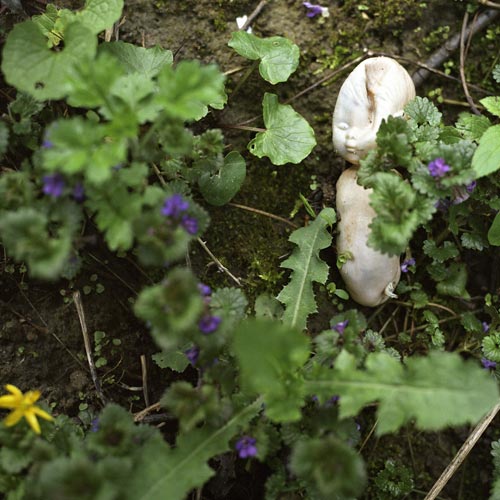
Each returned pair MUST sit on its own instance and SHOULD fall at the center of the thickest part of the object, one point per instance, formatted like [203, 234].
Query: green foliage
[436, 391]
[307, 268]
[394, 481]
[279, 57]
[288, 137]
[491, 347]
[219, 188]
[334, 467]
[270, 355]
[145, 61]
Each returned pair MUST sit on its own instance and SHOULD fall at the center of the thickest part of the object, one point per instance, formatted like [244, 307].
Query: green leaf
[436, 391]
[307, 267]
[335, 467]
[494, 231]
[186, 91]
[454, 282]
[145, 61]
[270, 355]
[164, 472]
[440, 254]
[26, 237]
[279, 57]
[97, 15]
[219, 189]
[29, 65]
[421, 110]
[472, 126]
[288, 137]
[492, 104]
[486, 159]
[4, 138]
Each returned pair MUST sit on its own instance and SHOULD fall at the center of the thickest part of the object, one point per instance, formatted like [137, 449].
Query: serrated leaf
[29, 65]
[436, 391]
[307, 268]
[135, 59]
[494, 231]
[472, 126]
[279, 56]
[486, 159]
[98, 15]
[270, 355]
[288, 137]
[220, 188]
[174, 472]
[492, 104]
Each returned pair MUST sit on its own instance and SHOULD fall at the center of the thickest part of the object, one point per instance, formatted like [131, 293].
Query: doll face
[354, 132]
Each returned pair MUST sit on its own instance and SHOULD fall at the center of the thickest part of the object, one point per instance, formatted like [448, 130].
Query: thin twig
[462, 453]
[438, 57]
[218, 262]
[262, 212]
[254, 14]
[144, 373]
[462, 64]
[139, 416]
[88, 349]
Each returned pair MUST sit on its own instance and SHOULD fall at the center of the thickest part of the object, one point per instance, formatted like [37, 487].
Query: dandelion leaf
[435, 391]
[307, 268]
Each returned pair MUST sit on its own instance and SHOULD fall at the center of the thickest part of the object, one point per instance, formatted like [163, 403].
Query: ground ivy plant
[123, 155]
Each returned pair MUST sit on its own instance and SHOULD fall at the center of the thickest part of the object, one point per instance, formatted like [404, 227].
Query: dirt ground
[40, 334]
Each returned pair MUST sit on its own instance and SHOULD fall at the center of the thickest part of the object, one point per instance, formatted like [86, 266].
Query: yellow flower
[22, 405]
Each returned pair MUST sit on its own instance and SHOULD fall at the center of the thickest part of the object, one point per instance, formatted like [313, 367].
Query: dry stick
[218, 262]
[493, 5]
[438, 57]
[254, 14]
[462, 64]
[144, 372]
[462, 453]
[88, 349]
[267, 214]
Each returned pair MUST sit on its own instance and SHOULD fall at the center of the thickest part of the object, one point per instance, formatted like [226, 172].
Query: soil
[41, 341]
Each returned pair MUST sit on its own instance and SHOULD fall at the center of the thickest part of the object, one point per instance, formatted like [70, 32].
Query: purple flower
[79, 192]
[245, 447]
[340, 327]
[205, 290]
[53, 185]
[190, 224]
[174, 205]
[192, 354]
[314, 10]
[406, 264]
[208, 324]
[488, 364]
[94, 425]
[438, 168]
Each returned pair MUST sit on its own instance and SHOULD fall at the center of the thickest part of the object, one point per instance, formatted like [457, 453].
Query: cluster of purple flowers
[245, 447]
[407, 263]
[175, 207]
[340, 327]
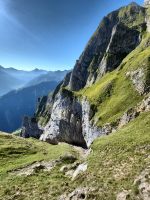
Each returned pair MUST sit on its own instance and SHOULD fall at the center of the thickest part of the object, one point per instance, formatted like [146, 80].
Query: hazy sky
[49, 34]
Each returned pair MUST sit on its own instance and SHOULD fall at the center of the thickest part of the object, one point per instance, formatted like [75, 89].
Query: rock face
[147, 5]
[30, 128]
[112, 41]
[146, 2]
[123, 40]
[69, 117]
[138, 79]
[65, 122]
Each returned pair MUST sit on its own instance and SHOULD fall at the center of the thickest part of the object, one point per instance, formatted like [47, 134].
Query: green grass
[131, 18]
[116, 160]
[113, 165]
[114, 93]
[16, 153]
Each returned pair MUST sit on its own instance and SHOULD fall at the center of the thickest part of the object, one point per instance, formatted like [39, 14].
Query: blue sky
[49, 34]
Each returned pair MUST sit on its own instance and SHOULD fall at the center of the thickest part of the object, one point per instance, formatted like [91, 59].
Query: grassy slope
[113, 165]
[16, 152]
[114, 93]
[118, 159]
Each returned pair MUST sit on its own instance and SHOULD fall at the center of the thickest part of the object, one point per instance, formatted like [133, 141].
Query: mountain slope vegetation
[103, 105]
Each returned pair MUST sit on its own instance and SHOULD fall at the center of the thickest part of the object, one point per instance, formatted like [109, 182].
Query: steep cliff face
[117, 35]
[110, 77]
[147, 5]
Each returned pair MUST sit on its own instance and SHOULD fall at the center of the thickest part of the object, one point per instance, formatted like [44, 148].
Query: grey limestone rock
[30, 128]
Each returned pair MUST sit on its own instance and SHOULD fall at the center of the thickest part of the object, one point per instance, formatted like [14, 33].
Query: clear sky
[49, 34]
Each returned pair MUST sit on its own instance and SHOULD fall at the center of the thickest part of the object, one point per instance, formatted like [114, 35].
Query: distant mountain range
[23, 89]
[11, 79]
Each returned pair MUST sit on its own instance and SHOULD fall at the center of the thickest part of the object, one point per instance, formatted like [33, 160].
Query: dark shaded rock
[30, 128]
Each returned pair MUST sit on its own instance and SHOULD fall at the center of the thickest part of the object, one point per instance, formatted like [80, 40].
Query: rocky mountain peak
[69, 117]
[146, 2]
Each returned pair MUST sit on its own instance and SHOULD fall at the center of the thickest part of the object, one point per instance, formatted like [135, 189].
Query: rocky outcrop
[115, 37]
[147, 5]
[138, 79]
[65, 124]
[30, 128]
[67, 117]
[123, 41]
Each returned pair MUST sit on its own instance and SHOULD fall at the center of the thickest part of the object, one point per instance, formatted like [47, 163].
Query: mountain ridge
[70, 115]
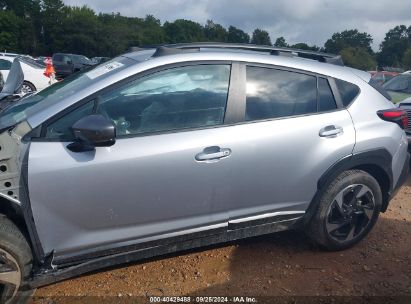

- - - - -

> **DIRECTIONS FOR THIS TASK**:
Once you find the line with "Query: green grass" in the entries above, output it and each line after it up to and including the line with "like [44, 148].", and nothing else.

> **YOUR RESPONSE**:
Query: green grass
[131, 18]
[116, 160]
[113, 165]
[114, 93]
[16, 153]
Each returned pair MUST sit on its own instance and SHOULD fall at the center of the thickest part of the object, one point per instance, formatted like [39, 14].
Query: blue sky
[49, 34]
Each returned pair MUST sit on its own instance and SHOULD fall at the center of the thickest part of the object, one point per instance, formatted like [91, 59].
Query: grassy slope
[113, 165]
[16, 152]
[114, 93]
[118, 159]
Each returned pair MUST sit on its own instance and SHOULD fall at the center of the thickest part of the object, one point per instance, formatted like [133, 141].
Query: mountain slope vegetation
[103, 105]
Each returned pair MUST sit on its own instance and SHOULD fall at the center of the thickest part of the object, one point per instance, formatted like [109, 182].
Query: steep cliff face
[117, 35]
[110, 77]
[147, 5]
Each returned pair MUST sit on its own instance and SHOULD fall at the center of the thickest part of the object, one point per instance, formatted like [44, 148].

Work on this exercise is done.